# Text start

Beyond that, if you have a more specific question, I'd be happy to try to answer it.  As far as saying what clifford algebra is (from the perspective of a lowly physicist), this is all I can say.  Why it's useful or how one uses it on a practical level is another question entirely.
A: From a 'what makes it tick' viewpoint, here is a function that generates Clifford Algebras with any signature, in pseudocode:
for nbr_generators = 0 to Whatever \n
max = 2^n - 1
for signature = 0 to max   // all possible signatures +++ to ---...
   for i = 0 to max        // multivectors in LEXICOGRAPHIC order !
      for j = 0 to max 

         k = ( i XOR j )
         sign_ac = anticommuting_sign( i, j )
         sign_sig = signature_sign( i, j, sig )

# Text end

* _Goals_
a) In the Clifford algebra text, what order does the pseudocode use when it loops over multivectors?
b) How would you say this sentence from the Clifford algebra text in Spanish: "Why it's useful or how one uses it on a practical level is another question entirely."
c) Continue the Clifford algebra text from where it stops.

# Record extracts start

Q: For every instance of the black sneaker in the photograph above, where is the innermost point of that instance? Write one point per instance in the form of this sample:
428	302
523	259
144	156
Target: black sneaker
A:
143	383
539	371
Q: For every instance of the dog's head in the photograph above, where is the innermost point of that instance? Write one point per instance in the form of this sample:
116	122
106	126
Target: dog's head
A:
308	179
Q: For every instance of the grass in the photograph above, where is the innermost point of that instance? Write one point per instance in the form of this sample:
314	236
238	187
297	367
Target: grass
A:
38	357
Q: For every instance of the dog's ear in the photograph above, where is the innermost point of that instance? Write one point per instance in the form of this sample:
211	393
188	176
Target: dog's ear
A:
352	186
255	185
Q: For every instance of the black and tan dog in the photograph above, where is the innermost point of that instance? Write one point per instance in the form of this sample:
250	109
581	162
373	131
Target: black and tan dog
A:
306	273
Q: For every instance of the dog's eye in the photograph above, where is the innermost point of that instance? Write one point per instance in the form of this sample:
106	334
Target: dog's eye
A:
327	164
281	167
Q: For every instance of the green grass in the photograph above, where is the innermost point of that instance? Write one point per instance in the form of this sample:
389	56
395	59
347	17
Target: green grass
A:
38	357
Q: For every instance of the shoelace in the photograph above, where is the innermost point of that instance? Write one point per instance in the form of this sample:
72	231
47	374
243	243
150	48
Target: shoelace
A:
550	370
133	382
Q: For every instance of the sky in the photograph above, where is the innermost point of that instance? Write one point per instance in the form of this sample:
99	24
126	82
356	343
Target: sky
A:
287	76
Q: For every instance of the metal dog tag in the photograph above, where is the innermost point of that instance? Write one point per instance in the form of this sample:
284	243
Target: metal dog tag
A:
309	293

# Record extracts end

* _Task-by-task answers_
a) Lexicographic order.

b) Por qué es útil o cómo se usa a nivel práctico es otra cuestión completamente distinta.

c)
         net_sign = sign_ac * sign_sig 
         Result[ k ] = A[i] * B[j] * net_sign  // the product
         Cayley_table[i,j] = net_sign 

signature_sign( i, j, sig )  // bit is ON if generator squared = -1 
  squares = ( i AND j )
  negative_squares = ( squares AND sig )
  if ( bitcount( negative_squares ) ) is odd
     return -1
  return 1

anticommuting_sign( i, j )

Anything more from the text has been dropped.